■ What to work on ■
Exactly retype the lines below from the one containing "Pick out the drawer" through the end of the listing. Leave pictures out.

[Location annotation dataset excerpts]
--------------------
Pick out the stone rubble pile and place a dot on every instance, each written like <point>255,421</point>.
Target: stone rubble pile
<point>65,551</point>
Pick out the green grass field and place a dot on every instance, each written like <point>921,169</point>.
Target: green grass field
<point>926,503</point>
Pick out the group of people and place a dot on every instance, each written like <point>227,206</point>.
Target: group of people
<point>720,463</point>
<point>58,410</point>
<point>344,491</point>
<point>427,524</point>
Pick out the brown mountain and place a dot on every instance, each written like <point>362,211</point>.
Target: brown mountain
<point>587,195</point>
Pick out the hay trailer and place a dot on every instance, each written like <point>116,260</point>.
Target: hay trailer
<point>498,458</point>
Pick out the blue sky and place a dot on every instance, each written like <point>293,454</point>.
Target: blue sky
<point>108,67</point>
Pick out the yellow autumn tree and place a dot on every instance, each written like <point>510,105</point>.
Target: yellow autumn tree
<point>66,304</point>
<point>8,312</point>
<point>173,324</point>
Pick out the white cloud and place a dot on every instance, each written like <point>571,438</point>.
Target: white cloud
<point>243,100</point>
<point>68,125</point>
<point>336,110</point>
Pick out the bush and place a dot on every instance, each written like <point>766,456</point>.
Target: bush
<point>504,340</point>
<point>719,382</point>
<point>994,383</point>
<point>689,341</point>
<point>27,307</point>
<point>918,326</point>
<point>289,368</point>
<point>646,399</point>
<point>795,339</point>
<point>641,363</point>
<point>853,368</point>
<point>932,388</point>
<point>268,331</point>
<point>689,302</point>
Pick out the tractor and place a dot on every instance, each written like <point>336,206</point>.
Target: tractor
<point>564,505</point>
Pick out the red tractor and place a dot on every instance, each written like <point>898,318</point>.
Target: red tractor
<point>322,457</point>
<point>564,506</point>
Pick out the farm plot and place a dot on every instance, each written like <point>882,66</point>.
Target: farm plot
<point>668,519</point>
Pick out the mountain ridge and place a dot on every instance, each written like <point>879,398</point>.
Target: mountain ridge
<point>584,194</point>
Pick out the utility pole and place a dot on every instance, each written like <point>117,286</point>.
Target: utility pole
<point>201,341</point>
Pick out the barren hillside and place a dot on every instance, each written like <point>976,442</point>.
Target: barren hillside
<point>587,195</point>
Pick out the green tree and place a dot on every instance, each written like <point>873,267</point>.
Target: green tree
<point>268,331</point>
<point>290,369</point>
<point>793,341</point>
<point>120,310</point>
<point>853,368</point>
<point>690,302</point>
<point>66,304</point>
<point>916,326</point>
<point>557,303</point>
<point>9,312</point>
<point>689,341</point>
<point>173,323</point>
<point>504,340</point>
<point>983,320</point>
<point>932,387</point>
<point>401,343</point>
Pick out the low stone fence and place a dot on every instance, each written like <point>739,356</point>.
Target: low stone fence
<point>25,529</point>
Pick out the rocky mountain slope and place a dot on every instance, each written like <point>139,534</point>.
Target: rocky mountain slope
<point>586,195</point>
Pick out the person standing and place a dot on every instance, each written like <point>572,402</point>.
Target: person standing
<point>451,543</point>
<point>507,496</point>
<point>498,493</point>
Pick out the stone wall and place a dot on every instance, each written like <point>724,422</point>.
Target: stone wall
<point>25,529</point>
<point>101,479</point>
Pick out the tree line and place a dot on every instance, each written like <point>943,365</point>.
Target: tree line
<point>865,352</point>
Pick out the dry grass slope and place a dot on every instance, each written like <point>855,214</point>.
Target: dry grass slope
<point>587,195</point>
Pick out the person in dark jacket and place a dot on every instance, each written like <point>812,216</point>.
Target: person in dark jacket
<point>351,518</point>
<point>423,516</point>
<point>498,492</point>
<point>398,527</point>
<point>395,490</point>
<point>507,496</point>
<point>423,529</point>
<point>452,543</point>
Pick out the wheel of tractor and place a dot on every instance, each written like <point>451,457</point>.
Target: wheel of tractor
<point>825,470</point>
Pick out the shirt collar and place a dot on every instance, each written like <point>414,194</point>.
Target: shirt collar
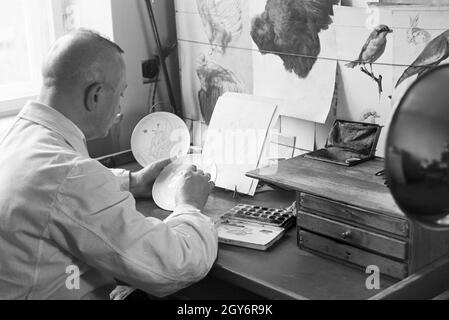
<point>57,122</point>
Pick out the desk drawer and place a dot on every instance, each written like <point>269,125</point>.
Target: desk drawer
<point>354,215</point>
<point>353,235</point>
<point>361,258</point>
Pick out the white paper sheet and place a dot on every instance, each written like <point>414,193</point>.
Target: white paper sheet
<point>236,139</point>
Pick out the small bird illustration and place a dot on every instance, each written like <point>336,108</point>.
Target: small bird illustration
<point>433,54</point>
<point>415,35</point>
<point>215,80</point>
<point>373,48</point>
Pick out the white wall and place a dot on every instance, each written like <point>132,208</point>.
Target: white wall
<point>133,32</point>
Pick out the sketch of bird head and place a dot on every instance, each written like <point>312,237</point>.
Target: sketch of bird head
<point>215,80</point>
<point>382,30</point>
<point>435,52</point>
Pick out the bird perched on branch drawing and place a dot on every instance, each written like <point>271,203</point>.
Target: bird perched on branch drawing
<point>372,50</point>
<point>433,54</point>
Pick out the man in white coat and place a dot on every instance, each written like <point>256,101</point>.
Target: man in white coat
<point>62,211</point>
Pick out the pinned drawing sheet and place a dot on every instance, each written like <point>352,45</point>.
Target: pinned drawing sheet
<point>237,137</point>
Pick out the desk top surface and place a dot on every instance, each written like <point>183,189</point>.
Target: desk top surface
<point>284,271</point>
<point>357,186</point>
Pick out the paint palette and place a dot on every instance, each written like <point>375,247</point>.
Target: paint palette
<point>282,218</point>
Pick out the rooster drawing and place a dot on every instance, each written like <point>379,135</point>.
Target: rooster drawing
<point>290,28</point>
<point>215,80</point>
<point>417,36</point>
<point>222,21</point>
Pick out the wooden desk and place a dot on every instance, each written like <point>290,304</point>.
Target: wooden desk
<point>285,271</point>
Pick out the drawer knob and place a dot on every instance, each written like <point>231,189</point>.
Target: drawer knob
<point>345,235</point>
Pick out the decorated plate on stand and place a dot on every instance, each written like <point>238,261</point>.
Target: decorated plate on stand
<point>159,136</point>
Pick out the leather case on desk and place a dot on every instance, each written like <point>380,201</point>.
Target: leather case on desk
<point>349,143</point>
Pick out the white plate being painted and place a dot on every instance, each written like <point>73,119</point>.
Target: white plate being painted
<point>159,136</point>
<point>165,186</point>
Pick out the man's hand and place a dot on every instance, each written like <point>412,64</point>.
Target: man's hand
<point>141,182</point>
<point>194,188</point>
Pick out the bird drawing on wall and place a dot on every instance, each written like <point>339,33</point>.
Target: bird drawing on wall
<point>433,54</point>
<point>215,80</point>
<point>373,49</point>
<point>222,22</point>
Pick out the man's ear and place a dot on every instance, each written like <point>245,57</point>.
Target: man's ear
<point>91,96</point>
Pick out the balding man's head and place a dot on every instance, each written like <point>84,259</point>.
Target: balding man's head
<point>81,57</point>
<point>84,79</point>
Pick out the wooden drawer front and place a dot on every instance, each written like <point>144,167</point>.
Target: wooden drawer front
<point>363,259</point>
<point>353,235</point>
<point>354,215</point>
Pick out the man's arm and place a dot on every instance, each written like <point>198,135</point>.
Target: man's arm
<point>98,223</point>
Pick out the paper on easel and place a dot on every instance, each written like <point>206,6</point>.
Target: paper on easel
<point>236,138</point>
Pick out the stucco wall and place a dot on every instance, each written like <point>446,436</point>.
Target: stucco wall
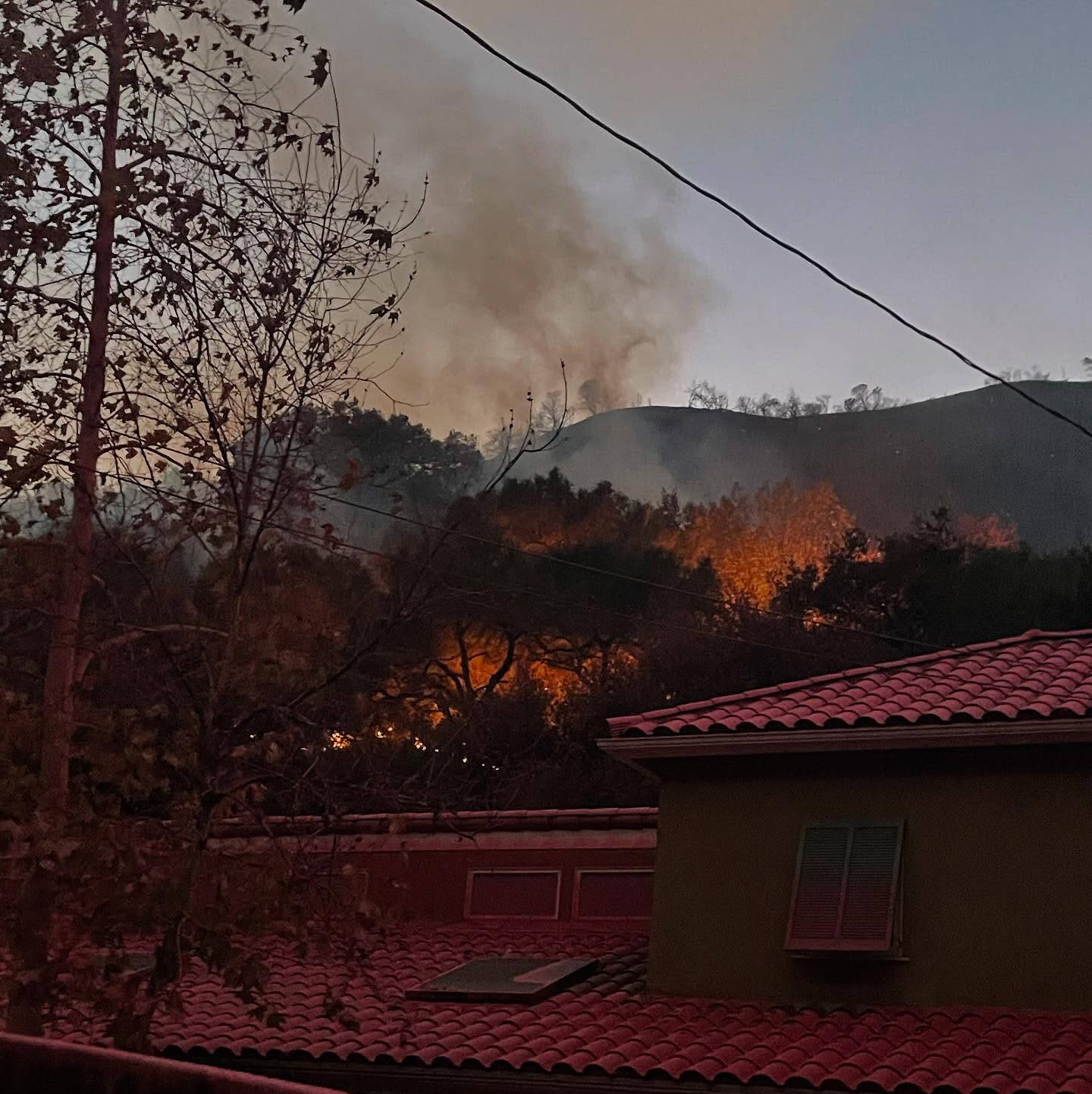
<point>997,876</point>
--------------------
■ The solution ■
Pick out the drawer knob and place a dot on every instance, each written like <point>231,189</point>.
Target: drawer knob
<point>345,235</point>
Pick out the decorated plate on stand and place a dot on every instance, each written like <point>238,261</point>.
Target: decorated plate on stand
<point>159,136</point>
Pick out the leather case on desk and place a dot on every instance, each written like <point>380,201</point>.
Target: leather case on desk
<point>349,143</point>
Pick out the white plate being painted and place a dot on every instance, each written like <point>73,119</point>.
Target: white plate being painted
<point>159,136</point>
<point>165,186</point>
Pick out the man's hand and place a dot on every instance, each written like <point>412,64</point>.
Target: man's hand
<point>141,182</point>
<point>194,188</point>
Pick out the bird drawing on wall and place a dot on every instance, each written like <point>339,33</point>.
Target: bird drawing on wall
<point>433,54</point>
<point>215,80</point>
<point>373,49</point>
<point>222,22</point>
Pick out the man's ear and place a dot on every instance, each written like <point>245,57</point>.
Target: man's ear
<point>91,96</point>
Pick out the balding man's head and place a dot on every instance, each written like <point>84,259</point>.
Target: balding man's head
<point>81,57</point>
<point>84,79</point>
Pick out the wooden drawer front and place a dot on every instance, each written like <point>144,167</point>.
Target: wooden drawer front
<point>363,259</point>
<point>353,235</point>
<point>354,215</point>
Pick out the man's arm and place a dot on every instance, each written like <point>198,135</point>.
Target: man's arm
<point>98,223</point>
Pick out the paper on easel and place a dot on every instance, each written like <point>206,6</point>.
Target: paper on easel
<point>236,138</point>
Pick out the stucco wall and place a dot on every instance, each written like <point>446,436</point>.
Target: stucco wall
<point>997,876</point>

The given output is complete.